Kafka on Kubernetes — a good fit?

7 min readApr 4, 2019

Introduction

Kubernetes is designed to run stateless workloads. These workloads typically come in the form of a microservices architecture, are lightweight, scale well horizontally, adhere to the 12-factor app principles, and can deal with circuit breakers and chaos monkeys.

Kafka on the other side is essentially a distributed database. This means you have to deal with state and it is much more heavyweight than a microservice. Kubernetes supports stateful workloads but you have to treat it with caution as Kelsey Hightower points out in two recent tweets:

Now should you be running Kafka on Kubernetes? My counterquestion is: Does Kafka run better without it? That’s why I’m going to point out how Kafka and Kubernetes might complement each other and what pitfalls you might encounter.

Runtime

Let’s have a look at the basic stuff first — the runtime itself.

Process

Kafka brokers are CPU-friendly. TLS might introduce some overhead. And Kafka clients need more CPU if they are using encryption, but this does not impact the brokers.

Memory

Kafka brokers are memory-eaters. The JVM heap can be usually limited to 4–5 GB, but you also need enough system memory because Kafka makes heavy use of the page cache. In Kubernetes, set the container resource limits and requests accordingly.

Storage

Storage in containers is ephemeral — data will be lost after a restart. You could also use an emptyDir volume for the Kafka data which would have the same effect: your broker data will be lost after termination. Your messages might still be available as replicas on other brokers. So after a restart, the failing broker first has to replicate all the data which might be a time-consuming process.

That’s why you should be using persistent storage. Use non-local persistent block storage with XFS or ext4 to be more precise. Don’t use NFS. I warned you. Neither NFS v3 nor v4 will work. In short, a Kafka broker will terminate itself if it’s not able to delete a data directory due to the NFS “silly rename” problem. If you still don’t believe me then read this blog post very carefully. The storage has to be non-local so that Kubernetes is more flexible in choosing another node after restarts or relocations.

Network

As with most distributed systems, Kafka performance heavily depends on low network latency and high bandwidth. Don’t be tempted to put all brokers on the same node as this would reduce availability. If a Kubernetes node goes down then the whole Kafka cluster goes down. Don’t stretch a Kafka cluster across data centers either. The same applies to Kubernetes clusters. Different availability zones are a good trade-off.

Configuration

Plain Manifests

The Kubernetes website contains a very good tutorial on how to set up ZooKeeper using manifests. As ZooKeeper is part of Kafka this is a good starting point to learn which Kubernetes concepts are being applied. Once understood, you can use the same concepts for a Kafka cluster, too.

Pod: A pod is the smallest deployable unit in Kubernetes. It contains your workload and it represents a process in your cluster. A pod contains one or more containers. Each ZooKeeper server in the ensemble and each Kafka broker in the Kafka cluster will run in a separate pod.
StatefulSet: A StatefulSet is a Kubernetes object that deals with multiple stateful workloads which need coordination. StatefulSets provide guarantees about the ordering and uniqueness of the pods.
■ ■ ■
§ What you will do
1. Return the passage of the Kafka on Kubernetes article between "StatefulSet: A StatefulSet" and "of the pods.", inclusive.
2. According to the Kafka on Kubernetes article, to what size can the JVM heap of a Kafka broker usually be limited?
3. List the subsection headings that appear under "Runtime" in the Kafka on Kubernetes article.
Work only from the Kafka on Kubernetes article.

§ Extracted entries
■ ■ ■
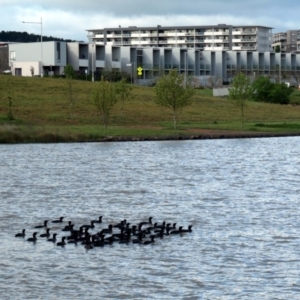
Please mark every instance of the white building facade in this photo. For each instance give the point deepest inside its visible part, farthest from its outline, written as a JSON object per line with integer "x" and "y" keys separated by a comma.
{"x": 213, "y": 38}
{"x": 37, "y": 59}
{"x": 145, "y": 64}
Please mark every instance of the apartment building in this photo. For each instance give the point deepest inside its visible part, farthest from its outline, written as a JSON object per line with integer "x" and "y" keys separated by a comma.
{"x": 37, "y": 59}
{"x": 213, "y": 38}
{"x": 145, "y": 64}
{"x": 286, "y": 41}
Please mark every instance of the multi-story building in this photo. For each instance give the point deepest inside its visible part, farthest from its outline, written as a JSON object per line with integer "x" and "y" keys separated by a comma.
{"x": 36, "y": 59}
{"x": 286, "y": 41}
{"x": 218, "y": 37}
{"x": 145, "y": 64}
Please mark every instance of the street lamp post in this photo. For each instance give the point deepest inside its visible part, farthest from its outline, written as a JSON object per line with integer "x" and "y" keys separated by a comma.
{"x": 41, "y": 23}
{"x": 131, "y": 65}
{"x": 185, "y": 69}
{"x": 93, "y": 78}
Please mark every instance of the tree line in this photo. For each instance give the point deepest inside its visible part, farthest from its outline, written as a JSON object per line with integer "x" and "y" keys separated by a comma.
{"x": 173, "y": 91}
{"x": 25, "y": 37}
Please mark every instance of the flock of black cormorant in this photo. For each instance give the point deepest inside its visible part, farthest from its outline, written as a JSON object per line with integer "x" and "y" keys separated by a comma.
{"x": 96, "y": 235}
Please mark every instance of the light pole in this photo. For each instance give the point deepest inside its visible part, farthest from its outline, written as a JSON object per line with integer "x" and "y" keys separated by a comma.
{"x": 131, "y": 65}
{"x": 93, "y": 78}
{"x": 281, "y": 59}
{"x": 41, "y": 23}
{"x": 185, "y": 69}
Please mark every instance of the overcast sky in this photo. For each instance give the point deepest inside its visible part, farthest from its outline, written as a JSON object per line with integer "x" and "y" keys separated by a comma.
{"x": 70, "y": 19}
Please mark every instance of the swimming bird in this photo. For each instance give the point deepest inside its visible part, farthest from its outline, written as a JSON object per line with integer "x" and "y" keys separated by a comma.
{"x": 98, "y": 220}
{"x": 47, "y": 234}
{"x": 187, "y": 230}
{"x": 62, "y": 243}
{"x": 21, "y": 234}
{"x": 146, "y": 223}
{"x": 53, "y": 239}
{"x": 107, "y": 230}
{"x": 68, "y": 227}
{"x": 176, "y": 231}
{"x": 33, "y": 239}
{"x": 89, "y": 226}
{"x": 60, "y": 220}
{"x": 149, "y": 241}
{"x": 42, "y": 226}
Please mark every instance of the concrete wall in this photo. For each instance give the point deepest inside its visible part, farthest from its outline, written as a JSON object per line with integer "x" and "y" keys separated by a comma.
{"x": 32, "y": 68}
{"x": 4, "y": 59}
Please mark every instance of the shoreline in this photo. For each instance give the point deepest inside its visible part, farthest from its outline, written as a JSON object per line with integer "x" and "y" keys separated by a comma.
{"x": 204, "y": 136}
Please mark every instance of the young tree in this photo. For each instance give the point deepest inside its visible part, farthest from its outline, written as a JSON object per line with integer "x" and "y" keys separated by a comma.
{"x": 239, "y": 93}
{"x": 123, "y": 90}
{"x": 69, "y": 72}
{"x": 70, "y": 87}
{"x": 104, "y": 99}
{"x": 175, "y": 92}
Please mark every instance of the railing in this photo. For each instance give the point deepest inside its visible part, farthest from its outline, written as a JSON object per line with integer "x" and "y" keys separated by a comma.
{"x": 248, "y": 48}
{"x": 204, "y": 67}
{"x": 248, "y": 40}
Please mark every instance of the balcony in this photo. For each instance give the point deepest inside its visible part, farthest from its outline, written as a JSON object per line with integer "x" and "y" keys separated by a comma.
{"x": 248, "y": 48}
{"x": 83, "y": 62}
{"x": 248, "y": 40}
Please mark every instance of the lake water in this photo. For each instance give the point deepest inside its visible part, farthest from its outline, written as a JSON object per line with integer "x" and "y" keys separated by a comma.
{"x": 240, "y": 195}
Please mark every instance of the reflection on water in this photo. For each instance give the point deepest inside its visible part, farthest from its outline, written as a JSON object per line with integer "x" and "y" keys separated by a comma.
{"x": 241, "y": 196}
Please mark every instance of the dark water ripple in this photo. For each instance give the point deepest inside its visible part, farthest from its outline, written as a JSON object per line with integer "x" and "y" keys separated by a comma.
{"x": 241, "y": 196}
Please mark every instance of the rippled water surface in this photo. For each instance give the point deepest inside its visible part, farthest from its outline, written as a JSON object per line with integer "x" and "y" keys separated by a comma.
{"x": 241, "y": 196}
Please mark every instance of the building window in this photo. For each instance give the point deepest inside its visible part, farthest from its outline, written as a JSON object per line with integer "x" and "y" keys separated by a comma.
{"x": 12, "y": 55}
{"x": 58, "y": 51}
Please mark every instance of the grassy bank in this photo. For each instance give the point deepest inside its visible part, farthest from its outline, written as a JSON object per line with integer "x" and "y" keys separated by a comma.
{"x": 42, "y": 114}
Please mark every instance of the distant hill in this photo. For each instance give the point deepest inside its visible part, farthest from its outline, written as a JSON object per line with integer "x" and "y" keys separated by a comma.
{"x": 25, "y": 37}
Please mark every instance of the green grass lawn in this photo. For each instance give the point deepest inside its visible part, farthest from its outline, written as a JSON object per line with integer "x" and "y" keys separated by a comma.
{"x": 42, "y": 113}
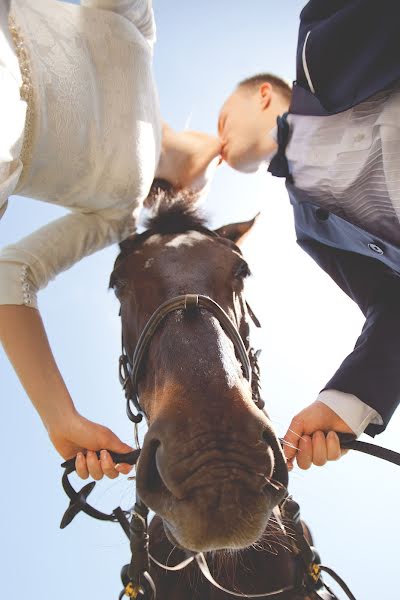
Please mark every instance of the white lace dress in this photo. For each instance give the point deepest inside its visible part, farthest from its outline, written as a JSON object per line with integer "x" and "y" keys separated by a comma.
{"x": 83, "y": 129}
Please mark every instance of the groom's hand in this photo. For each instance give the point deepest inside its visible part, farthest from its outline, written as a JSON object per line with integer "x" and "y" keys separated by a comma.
{"x": 311, "y": 437}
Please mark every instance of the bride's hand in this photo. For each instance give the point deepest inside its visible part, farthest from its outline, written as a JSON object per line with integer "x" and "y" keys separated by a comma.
{"x": 188, "y": 158}
{"x": 77, "y": 435}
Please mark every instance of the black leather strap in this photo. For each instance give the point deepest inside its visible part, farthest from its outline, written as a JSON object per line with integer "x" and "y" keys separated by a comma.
{"x": 348, "y": 442}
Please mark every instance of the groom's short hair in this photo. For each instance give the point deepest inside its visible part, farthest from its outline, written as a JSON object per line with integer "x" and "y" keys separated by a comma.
{"x": 278, "y": 83}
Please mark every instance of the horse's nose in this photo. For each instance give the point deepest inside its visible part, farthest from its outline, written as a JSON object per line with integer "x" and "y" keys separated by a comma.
{"x": 174, "y": 450}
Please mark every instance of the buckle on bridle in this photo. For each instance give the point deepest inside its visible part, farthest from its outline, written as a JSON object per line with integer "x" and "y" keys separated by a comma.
{"x": 314, "y": 572}
{"x": 131, "y": 591}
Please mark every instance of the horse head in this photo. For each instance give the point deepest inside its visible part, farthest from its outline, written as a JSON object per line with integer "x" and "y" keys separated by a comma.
{"x": 209, "y": 449}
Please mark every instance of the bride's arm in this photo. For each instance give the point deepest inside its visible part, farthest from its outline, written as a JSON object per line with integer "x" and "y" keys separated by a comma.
{"x": 26, "y": 267}
{"x": 139, "y": 12}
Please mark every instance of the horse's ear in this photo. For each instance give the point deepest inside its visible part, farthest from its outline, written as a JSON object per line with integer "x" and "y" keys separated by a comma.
{"x": 127, "y": 243}
{"x": 236, "y": 232}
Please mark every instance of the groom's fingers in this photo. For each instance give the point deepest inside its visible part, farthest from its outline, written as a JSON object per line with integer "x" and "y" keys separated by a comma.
{"x": 292, "y": 438}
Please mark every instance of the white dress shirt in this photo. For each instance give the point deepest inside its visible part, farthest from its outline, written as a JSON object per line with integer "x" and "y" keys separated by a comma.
{"x": 350, "y": 164}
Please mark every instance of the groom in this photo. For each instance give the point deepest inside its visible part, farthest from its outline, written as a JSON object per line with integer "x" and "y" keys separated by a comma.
{"x": 339, "y": 150}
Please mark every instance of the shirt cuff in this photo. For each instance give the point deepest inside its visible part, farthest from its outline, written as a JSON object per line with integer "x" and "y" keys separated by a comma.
{"x": 355, "y": 413}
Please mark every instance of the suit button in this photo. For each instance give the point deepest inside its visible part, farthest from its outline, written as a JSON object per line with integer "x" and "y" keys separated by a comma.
{"x": 375, "y": 248}
{"x": 322, "y": 214}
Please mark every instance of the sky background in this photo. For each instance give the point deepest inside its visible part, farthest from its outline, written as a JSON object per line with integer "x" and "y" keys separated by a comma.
{"x": 309, "y": 326}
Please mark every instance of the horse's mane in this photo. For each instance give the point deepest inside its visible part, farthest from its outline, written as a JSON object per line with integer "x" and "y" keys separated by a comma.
{"x": 171, "y": 211}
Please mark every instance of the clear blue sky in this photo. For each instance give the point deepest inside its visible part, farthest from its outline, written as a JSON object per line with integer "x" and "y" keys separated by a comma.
{"x": 203, "y": 49}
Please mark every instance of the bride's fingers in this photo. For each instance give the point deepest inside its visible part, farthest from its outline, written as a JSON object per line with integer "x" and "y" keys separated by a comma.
{"x": 94, "y": 465}
{"x": 81, "y": 467}
{"x": 107, "y": 465}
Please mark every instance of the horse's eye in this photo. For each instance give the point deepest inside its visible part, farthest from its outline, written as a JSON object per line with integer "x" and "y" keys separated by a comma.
{"x": 242, "y": 270}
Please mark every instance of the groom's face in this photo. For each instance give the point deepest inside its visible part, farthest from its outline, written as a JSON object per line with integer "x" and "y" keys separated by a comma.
{"x": 240, "y": 128}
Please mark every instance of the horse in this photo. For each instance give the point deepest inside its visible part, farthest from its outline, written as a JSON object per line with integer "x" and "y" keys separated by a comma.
{"x": 211, "y": 466}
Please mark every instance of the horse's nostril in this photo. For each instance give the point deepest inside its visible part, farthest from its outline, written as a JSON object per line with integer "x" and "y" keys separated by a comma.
{"x": 266, "y": 436}
{"x": 153, "y": 479}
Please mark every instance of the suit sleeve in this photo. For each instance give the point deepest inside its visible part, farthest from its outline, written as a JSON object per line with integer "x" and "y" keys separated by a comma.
{"x": 372, "y": 371}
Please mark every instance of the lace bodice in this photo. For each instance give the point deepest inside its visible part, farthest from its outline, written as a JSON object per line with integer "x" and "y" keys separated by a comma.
{"x": 95, "y": 137}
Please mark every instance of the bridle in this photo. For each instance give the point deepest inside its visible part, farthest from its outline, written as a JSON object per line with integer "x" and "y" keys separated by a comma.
{"x": 190, "y": 303}
{"x": 136, "y": 576}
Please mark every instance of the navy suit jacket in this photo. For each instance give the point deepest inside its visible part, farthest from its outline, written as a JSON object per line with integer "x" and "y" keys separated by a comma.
{"x": 351, "y": 53}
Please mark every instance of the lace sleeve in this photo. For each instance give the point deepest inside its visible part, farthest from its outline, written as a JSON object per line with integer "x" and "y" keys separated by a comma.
{"x": 28, "y": 265}
{"x": 139, "y": 12}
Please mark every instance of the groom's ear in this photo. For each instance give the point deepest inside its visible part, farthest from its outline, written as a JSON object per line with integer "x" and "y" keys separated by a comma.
{"x": 237, "y": 232}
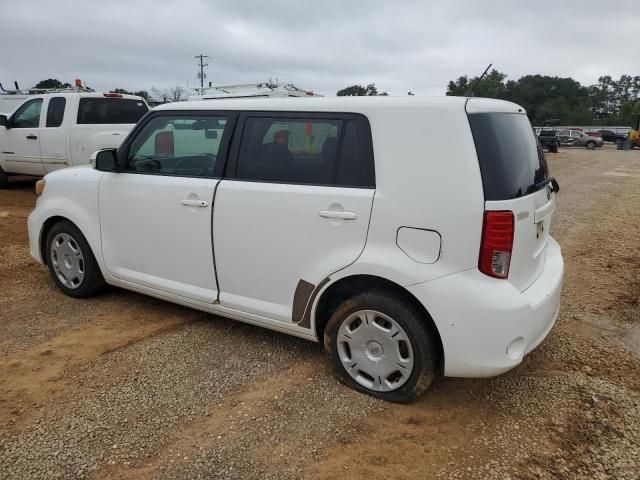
■ ■ ■
§ The answers
1.
StatefulSet: A StatefulSet is a Kubernetes object that deals with multiple stateful workloads which need coordination. StatefulSets provide guarantees about the ordering and uniqueness of the pods.

2. 4–5 GB

3.
Process
Memory
Storage
Network